### The problem
Tally the lines of the records that contain the word "heart", and give only the number.

[Labeled shape records]
————————
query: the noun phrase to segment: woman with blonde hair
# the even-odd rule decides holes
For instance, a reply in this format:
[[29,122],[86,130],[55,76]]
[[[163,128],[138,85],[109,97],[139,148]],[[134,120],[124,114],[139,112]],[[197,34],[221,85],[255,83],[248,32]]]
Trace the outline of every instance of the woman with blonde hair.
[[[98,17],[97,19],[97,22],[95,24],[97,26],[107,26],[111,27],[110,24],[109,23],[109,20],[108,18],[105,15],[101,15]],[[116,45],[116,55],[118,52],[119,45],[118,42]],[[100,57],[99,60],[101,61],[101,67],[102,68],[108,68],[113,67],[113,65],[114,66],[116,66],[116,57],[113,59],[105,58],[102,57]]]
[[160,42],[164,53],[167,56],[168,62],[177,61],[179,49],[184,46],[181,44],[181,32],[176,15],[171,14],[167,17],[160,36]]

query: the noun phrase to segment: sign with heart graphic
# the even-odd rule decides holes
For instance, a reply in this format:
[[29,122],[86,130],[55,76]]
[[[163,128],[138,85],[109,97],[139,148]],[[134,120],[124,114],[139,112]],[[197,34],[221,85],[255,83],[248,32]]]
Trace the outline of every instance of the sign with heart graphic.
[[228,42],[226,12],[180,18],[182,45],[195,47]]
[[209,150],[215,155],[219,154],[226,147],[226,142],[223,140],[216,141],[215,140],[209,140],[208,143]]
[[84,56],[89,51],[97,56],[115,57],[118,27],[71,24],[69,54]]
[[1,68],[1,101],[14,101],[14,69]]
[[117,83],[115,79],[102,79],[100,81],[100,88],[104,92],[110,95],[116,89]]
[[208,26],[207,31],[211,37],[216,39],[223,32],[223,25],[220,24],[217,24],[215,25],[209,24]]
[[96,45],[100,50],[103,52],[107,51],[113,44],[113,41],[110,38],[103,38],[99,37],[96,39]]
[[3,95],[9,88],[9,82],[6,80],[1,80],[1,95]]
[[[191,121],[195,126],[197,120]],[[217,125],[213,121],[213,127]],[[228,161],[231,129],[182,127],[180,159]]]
————————
### Worked solution
2